Lay out every line of the entries below as a JSON list of strings, one string per line and blank lines skipped. Leave the pictures out of the answer.

Position annotation entries:
= = =

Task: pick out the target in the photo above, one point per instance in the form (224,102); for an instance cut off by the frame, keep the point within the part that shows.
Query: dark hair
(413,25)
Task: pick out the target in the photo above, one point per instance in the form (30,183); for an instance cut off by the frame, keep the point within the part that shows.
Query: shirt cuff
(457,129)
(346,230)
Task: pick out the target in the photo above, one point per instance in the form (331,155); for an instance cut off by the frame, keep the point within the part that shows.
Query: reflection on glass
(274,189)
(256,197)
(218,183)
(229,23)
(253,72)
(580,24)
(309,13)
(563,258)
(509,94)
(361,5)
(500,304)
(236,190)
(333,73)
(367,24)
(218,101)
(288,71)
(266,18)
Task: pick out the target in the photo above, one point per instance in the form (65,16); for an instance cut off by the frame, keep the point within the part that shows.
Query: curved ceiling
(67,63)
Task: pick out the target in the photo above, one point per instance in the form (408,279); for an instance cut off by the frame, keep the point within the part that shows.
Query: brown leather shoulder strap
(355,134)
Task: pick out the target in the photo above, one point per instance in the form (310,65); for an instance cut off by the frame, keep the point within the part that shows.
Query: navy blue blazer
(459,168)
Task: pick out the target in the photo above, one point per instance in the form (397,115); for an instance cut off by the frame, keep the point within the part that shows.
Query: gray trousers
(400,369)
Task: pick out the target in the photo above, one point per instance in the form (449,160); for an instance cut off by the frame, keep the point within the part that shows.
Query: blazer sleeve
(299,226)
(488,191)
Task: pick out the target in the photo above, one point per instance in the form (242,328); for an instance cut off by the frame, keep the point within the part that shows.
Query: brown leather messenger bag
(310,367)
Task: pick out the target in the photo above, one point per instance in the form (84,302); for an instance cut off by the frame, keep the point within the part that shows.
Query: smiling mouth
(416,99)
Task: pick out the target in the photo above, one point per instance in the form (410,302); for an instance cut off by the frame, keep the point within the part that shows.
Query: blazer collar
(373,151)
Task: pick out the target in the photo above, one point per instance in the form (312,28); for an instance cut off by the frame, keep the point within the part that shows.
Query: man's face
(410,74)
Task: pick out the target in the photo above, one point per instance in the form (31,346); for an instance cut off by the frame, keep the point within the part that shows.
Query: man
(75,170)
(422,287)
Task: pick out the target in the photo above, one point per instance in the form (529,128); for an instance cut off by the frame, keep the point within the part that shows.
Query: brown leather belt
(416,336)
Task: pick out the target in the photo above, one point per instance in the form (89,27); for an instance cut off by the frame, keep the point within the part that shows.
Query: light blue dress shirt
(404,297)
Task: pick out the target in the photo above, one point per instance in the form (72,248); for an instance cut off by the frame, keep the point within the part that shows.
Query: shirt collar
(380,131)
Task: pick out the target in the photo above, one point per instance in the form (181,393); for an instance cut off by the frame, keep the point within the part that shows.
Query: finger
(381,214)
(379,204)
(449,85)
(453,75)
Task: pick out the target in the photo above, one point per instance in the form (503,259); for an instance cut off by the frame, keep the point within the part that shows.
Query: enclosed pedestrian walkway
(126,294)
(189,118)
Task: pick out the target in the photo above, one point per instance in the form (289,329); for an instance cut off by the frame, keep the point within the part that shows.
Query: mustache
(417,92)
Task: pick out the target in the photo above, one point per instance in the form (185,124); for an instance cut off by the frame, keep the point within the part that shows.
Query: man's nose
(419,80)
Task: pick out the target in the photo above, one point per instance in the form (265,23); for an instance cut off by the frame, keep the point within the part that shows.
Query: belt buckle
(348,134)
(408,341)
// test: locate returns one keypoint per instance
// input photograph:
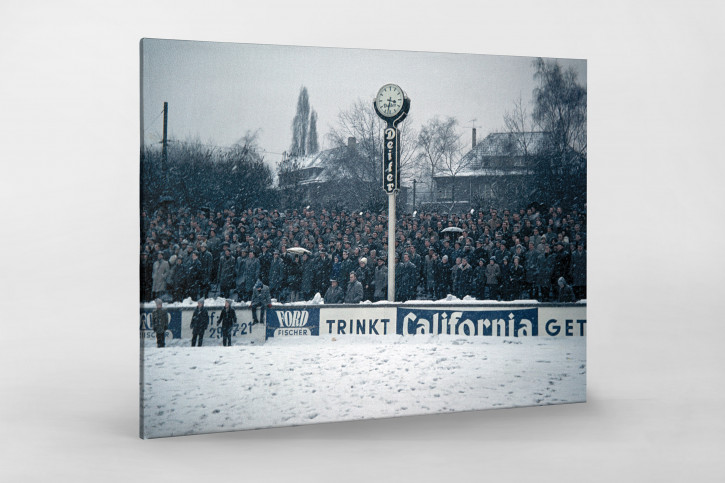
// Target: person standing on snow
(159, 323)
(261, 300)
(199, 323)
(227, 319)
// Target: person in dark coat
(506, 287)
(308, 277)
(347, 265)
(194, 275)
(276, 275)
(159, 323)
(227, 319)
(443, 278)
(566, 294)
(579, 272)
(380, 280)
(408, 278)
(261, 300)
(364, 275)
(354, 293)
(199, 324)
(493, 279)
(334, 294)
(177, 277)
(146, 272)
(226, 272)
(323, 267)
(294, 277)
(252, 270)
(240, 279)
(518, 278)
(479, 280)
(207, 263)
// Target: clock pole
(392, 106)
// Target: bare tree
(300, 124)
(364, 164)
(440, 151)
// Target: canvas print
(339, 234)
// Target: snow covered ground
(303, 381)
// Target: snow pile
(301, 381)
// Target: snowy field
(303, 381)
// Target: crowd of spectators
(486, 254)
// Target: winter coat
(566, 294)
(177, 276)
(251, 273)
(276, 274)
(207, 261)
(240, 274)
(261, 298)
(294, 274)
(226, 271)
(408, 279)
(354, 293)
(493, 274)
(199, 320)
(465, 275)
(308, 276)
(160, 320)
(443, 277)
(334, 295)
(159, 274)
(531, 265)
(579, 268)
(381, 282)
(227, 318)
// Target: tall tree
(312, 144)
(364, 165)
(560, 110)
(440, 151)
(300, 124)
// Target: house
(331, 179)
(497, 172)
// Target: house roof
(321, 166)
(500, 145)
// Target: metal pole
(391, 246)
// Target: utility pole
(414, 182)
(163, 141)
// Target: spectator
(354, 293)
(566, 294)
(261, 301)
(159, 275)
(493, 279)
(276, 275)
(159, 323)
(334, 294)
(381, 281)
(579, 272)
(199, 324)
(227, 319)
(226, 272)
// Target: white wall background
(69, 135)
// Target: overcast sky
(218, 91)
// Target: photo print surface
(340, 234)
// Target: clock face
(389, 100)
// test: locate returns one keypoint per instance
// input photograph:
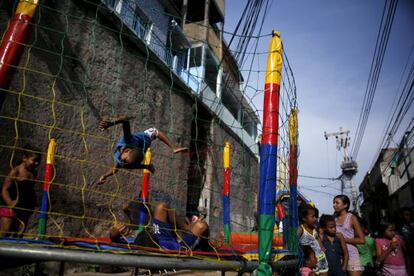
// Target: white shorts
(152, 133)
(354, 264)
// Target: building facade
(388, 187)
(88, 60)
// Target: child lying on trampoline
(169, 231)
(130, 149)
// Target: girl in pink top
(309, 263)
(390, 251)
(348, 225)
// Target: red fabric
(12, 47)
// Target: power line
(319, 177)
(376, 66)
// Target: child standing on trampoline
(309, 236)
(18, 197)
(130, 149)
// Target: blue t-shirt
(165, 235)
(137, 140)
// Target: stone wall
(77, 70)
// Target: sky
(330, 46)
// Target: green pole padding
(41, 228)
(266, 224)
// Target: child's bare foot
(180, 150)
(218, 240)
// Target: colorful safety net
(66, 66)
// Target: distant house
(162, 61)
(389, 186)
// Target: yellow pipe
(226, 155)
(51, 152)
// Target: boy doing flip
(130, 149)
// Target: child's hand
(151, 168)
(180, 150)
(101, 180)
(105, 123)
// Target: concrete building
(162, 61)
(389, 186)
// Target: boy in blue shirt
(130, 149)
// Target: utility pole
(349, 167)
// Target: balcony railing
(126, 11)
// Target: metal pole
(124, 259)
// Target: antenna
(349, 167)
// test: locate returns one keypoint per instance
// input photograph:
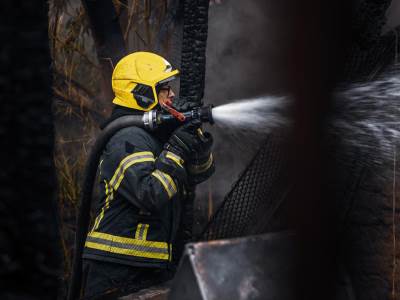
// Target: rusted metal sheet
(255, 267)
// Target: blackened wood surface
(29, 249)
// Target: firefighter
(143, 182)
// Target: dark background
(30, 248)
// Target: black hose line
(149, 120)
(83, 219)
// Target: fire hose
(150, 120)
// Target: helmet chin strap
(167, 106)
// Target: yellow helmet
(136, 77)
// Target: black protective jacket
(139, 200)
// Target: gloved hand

= = =

Response to the exercise:
[
  "Task: pick out the target in the photo above, one point per instance in the form (224,102); for an instance cut off by the frame, keep the point within the part that shows.",
  "Query: dark hair",
  "(413,25)",
  "Task: pick out the target in the photo above, one point per instance in the form (30,183); for an instance cut off by the frame, keep the point within the part that shows.",
  "Query: shirt cuff",
  "(457,129)",
  "(346,230)",
  "Task: pick out the target in the photo above, one point per instance in the form (331,155); for an instance cut off by the frame, keep the point within the part that shows.",
  "Query: reflection on glass",
  "(274,189)",
  "(256,197)",
  "(218,183)",
  "(229,23)",
  "(253,72)",
  "(580,24)",
  "(309,13)",
  "(563,258)",
  "(509,94)",
  "(361,5)",
  "(500,304)",
  "(236,190)",
  "(333,73)",
  "(367,24)",
  "(218,101)",
  "(288,71)",
  "(266,18)",
  "Task: pick out the target in the photo above, one point per instance in the form (65,16); for an instance cut off by the frame, keep the point within the part that shows.",
  "Query: curved ceiling",
  "(67,63)",
  "Task: pick out the target in the photo above, one point per instance in the form (408,279); for an instance cut off by the frame, keep the point within the part that shows.",
  "Query: brown leather shoulder strap",
  "(355,134)",
  "Task: pick out the target in the photo above, one point per instance in the form (310,65); for an instance cut off by the frame, keep the point within the part that shows.",
  "Query: navy blue blazer",
  "(459,168)",
  "Task: pick out the target in the photo above, one point per instance in the form (397,115); for an instance cut off by the frame, keep the point within the part that shows.",
  "Query: gray trousers",
  "(400,369)",
  "Task: pick out the target in the photo above, one point per instance in the form (449,160); for an instance cut off by the frame, keep the point within the part that shows.",
  "Query: blazer sleeve",
  "(299,226)",
  "(488,191)",
  "Task: pick out the target in the photo above, one point per instance in the form (242,328); for an instance cut off by the frame, keep the point within the part that shows.",
  "Query: brown leather messenger bag",
  "(310,367)",
  "Task: pick out the target in the photo above, one point per instance in the form (84,302); for an instance cut off by the frame, keep the point within the part that shows.",
  "Query: smiling mouth",
  "(416,99)",
  "Task: pick out the target in the photo above, one point per instance in the form (410,302); for an instance cut off by the frame, keep the point within the part that shows.",
  "Query: blazer collar",
  "(373,151)",
  "Task: pick out the target in the photo above, one point per instance in the form (312,28); for an instance cut off by the frame, keep the point within the part that shows.",
  "Query: man's face",
  "(410,74)",
  "Task: pick out the target in the photo above, one point per instance in the form (31,346); for an instance cut off by the frame, keep the point within the part that shows.",
  "Query: man",
  "(75,170)",
  "(422,287)",
  "Task: pick out the target in the photo above, one point per instance in the form (529,128); for an instance cut off by the frame, keep the point within the part that shows.",
  "Query: brown leather belt",
  "(416,336)",
  "Task: pick out the target in the photo above, one point per instance in the form (89,27); for an instance cut off by the frame, keep the point within the part that shows.",
  "Query: light blue dress shirt",
  "(404,297)",
  "Task: pick out the target in the photo above, one point per instance in the form (72,248); for an instance cut off by the frame, keep the point within the part that shows.",
  "Query: shirt collar",
  "(380,131)",
  "Task: pick out the target in the photo above, one point per instance in the form (181,393); for an instance cut off by the frame, keep the point within the part that shows.",
  "Query: finger",
  "(381,214)",
  "(379,204)",
  "(449,85)",
  "(453,75)",
  "Task: pick out the target in the photo above, one point per instance in the form (503,259); for an instance cut off by the frame, keep the point within the part that shows.",
  "Query: enclosed pedestrian walkway",
  "(126,294)",
  "(189,118)",
  "Task: pick out the target in the photo above, one point per instance in the form (289,329); for an instance cut off by the frame, keep the point within the part that shows.",
  "Query: mustache",
  "(417,92)",
  "Task: pick out the target in the photo above, one point per instance in the form (185,124); for an instance cut off by the frame, keep the point within the part that shows.",
  "Query: man's nose",
  "(419,80)",
  "Task: pick out the target in the photo above, one point per instance in the form (265,23); for an instance cut off by the frame, keep the point within the part that shows.",
  "Query: belt buckle",
  "(348,134)",
  "(408,341)",
  "// test: locate returns one keypoint per instance",
  "// input photograph:",
  "// Target: person standing on snow",
  "(159, 323)",
  "(261, 300)",
  "(199, 323)",
  "(227, 319)",
  "// Target: person in dark coat",
  "(506, 287)",
  "(308, 277)",
  "(347, 265)",
  "(194, 275)",
  "(276, 275)",
  "(159, 323)",
  "(227, 319)",
  "(443, 278)",
  "(566, 294)",
  "(579, 272)",
  "(380, 280)",
  "(408, 278)",
  "(261, 300)",
  "(364, 275)",
  "(354, 293)",
  "(199, 324)",
  "(493, 279)",
  "(334, 294)",
  "(177, 277)",
  "(146, 272)",
  "(226, 272)",
  "(323, 267)",
  "(294, 277)",
  "(252, 270)",
  "(240, 279)",
  "(518, 278)",
  "(479, 280)",
  "(207, 263)",
  "// Target: clock pole",
  "(392, 106)",
  "// Target: bare tree",
  "(300, 124)",
  "(364, 164)",
  "(440, 151)",
  "// Target: canvas print",
  "(339, 234)",
  "// Target: snow covered ground",
  "(303, 381)",
  "// Target: snow pile",
  "(301, 381)",
  "// Target: snowy field",
  "(303, 381)",
  "// Target: crowd of spectators",
  "(486, 254)",
  "// Target: winter coat",
  "(566, 294)",
  "(177, 276)",
  "(251, 273)",
  "(276, 274)",
  "(207, 261)",
  "(240, 274)",
  "(261, 298)",
  "(294, 274)",
  "(226, 271)",
  "(408, 279)",
  "(354, 293)",
  "(493, 274)",
  "(199, 320)",
  "(465, 275)",
  "(308, 276)",
  "(160, 320)",
  "(443, 277)",
  "(334, 295)",
  "(159, 274)",
  "(531, 265)",
  "(579, 268)",
  "(381, 282)",
  "(227, 318)",
  "// Target: tall tree",
  "(312, 144)",
  "(364, 165)",
  "(560, 110)",
  "(440, 151)",
  "(300, 124)",
  "// Target: house",
  "(331, 179)",
  "(497, 172)",
  "// Target: house roof",
  "(321, 166)",
  "(500, 145)",
  "// Target: metal pole",
  "(391, 246)",
  "// Target: utility pole",
  "(414, 182)",
  "(163, 141)",
  "// Target: spectator",
  "(354, 293)",
  "(566, 294)",
  "(261, 301)",
  "(159, 275)",
  "(493, 279)",
  "(276, 275)",
  "(159, 323)",
  "(334, 294)",
  "(381, 281)",
  "(579, 272)",
  "(199, 324)",
  "(227, 319)",
  "(226, 272)",
  "// Target: white wall background",
  "(69, 135)",
  "// Target: overcast sky",
  "(218, 91)",
  "// Target: photo print surface",
  "(340, 234)",
  "// Target: clock face",
  "(389, 100)",
  "// test: locate returns one keypoint per instance",
  "// input photograph:",
  "// Target: white shorts",
  "(152, 133)",
  "(354, 264)",
  "// Target: building facade",
  "(388, 187)",
  "(88, 60)",
  "// Target: child lying on trampoline",
  "(169, 231)",
  "(130, 149)",
  "// Target: girl in pink top",
  "(309, 263)",
  "(390, 251)",
  "(348, 225)",
  "// Target: red fabric",
  "(12, 47)",
  "// Target: power line",
  "(319, 177)",
  "(376, 66)",
  "// Target: child standing on trampoline",
  "(309, 236)",
  "(18, 197)",
  "(130, 149)",
  "// Target: blue t-shirt",
  "(165, 235)",
  "(137, 140)",
  "// Target: stone wall",
  "(77, 70)",
  "// Target: sky",
  "(330, 46)",
  "// Target: green pole padding",
  "(41, 228)",
  "(266, 224)",
  "// Target: child's bare foot",
  "(180, 150)",
  "(218, 240)",
  "// Target: colorful safety net",
  "(66, 66)",
  "// Target: distant house",
  "(162, 61)",
  "(389, 186)",
  "// Target: yellow pipe",
  "(226, 155)",
  "(51, 152)",
  "// Target: boy doing flip",
  "(130, 149)",
  "// Target: child's hand",
  "(151, 168)",
  "(180, 150)",
  "(101, 180)",
  "(105, 123)",
  "// Target: concrete building",
  "(162, 61)",
  "(389, 186)",
  "// Target: boy in blue shirt",
  "(130, 149)",
  "// Target: utility pole",
  "(349, 167)",
  "// Target: balcony railing",
  "(126, 11)",
  "// Target: metal pole",
  "(124, 259)",
  "// Target: antenna",
  "(349, 167)",
  "// test: locate returns one keypoint per instance",
  "// input photograph:",
  "// Target: rusted metal sheet",
  "(255, 267)",
  "// Target: blackened wood surface",
  "(29, 249)",
  "// Target: firefighter",
  "(143, 182)",
  "// Target: dark background",
  "(30, 248)",
  "// Target: black hose line",
  "(149, 120)",
  "(83, 219)",
  "// Target: fire hose",
  "(150, 120)",
  "// Target: helmet chin strap",
  "(167, 106)",
  "// Target: yellow helmet",
  "(136, 77)",
  "// Target: black protective jacket",
  "(139, 200)",
  "// Target: gloved hand"
]